This topic describes the data types and parameters supported by File Transfer Protocol (FTP) Reader and how to configure it by using the codeless user interface (UI) and code editor.

FTP Reader allows you to read data from a remote FTP server. FTP Reader connects to an FTP server, reads data from the server, converts the data to a format that is readable by Data Integration, and then sends the converted data to a writer.

FTP Reader can read only FTP files that store logical two-dimensional tables, for example, text information in CSV format.

FTP servers store unstructured data only. Currently, FTP Reader supports the following features:
  • Reads TXT files that store logical two-dimensional tables. FTP Reader can read only TXT files.
  • Reads data stored in formats similar to CSV with custom delimiters.
  • Reads data of various types as strings. Supports constants and column pruning.
  • Supports recursive reading and file name-based filtering.
  • Supports the following file compression formats: GZIP, BZIP2, ZIP, LZO, and LZO_DEFLATE.
  • Reads multiple files concurrently.
Currently, FTP Reader does not support the following features:
  • Uses concurrent threads to read an uncompressed file.
  • Uses concurrent threads to read a compressed file.
The data types of remote FTP files are defined by FTP Reader.
Data Integration data type FTP file data type
LONG LONG
DOUBLE DOUBLE
STRING STRING
BOOLEAN BOOLEAN
DATE DATE

Parameters

Parameter Description Required Default value
datasource The connection name. It must be identical to the name of the added connection. You can add connections in the code editor. Yes None
path The path of the FTP file to read. You can specify multiple FTP file paths.
  • If you specify a single FTP file, FTP Reader uses only one thread to read the file. Concurrent multi-thread reading of a single uncompressed file is coming soon.
  • If you specify multiple FTP files, FTP Reader uses multiple threads to read these files. The actual number of threads is determined by the number of channels.

Stated problem 1:
Answer these about the FTP Reader page:
(a) Which file compression formats does FTP Reader support?
(b) What is the only kind of file FTP Reader can read?
(c) When multiple FTP files are given in the path parameter, what sets the actual number of threads?
Stated problem 2: Count the lines of the rows that contain the word "brown" and give only that number.
The FTP Reader page and the rows after it have nothing to do with each other.

Task inputs:
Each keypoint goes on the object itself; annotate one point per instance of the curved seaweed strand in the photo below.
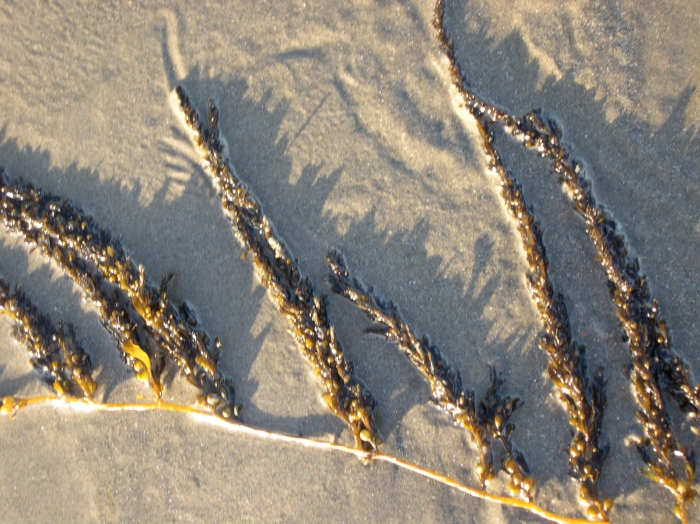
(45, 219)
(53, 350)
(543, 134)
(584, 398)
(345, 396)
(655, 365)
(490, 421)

==

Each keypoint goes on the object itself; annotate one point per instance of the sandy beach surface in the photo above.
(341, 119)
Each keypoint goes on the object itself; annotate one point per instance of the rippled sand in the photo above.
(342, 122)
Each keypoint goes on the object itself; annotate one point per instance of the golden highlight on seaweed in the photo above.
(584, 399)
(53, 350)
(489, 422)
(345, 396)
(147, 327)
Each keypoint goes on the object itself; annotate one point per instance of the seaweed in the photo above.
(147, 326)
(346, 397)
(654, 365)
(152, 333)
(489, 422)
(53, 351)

* * *

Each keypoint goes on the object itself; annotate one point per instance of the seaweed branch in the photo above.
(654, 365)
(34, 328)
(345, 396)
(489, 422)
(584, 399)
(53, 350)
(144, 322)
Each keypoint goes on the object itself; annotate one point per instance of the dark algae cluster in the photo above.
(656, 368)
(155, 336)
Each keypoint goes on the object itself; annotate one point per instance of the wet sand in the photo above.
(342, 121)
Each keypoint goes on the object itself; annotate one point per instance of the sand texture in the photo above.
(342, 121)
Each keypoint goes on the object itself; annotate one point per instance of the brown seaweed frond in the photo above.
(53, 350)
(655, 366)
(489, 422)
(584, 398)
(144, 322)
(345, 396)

Written solution 1:
(a) GZIP, BZIP2, ZIP, LZO, and LZO_DEFLATE.
(b) TXT files.
(c) The number of channels.

Written solution 2: 1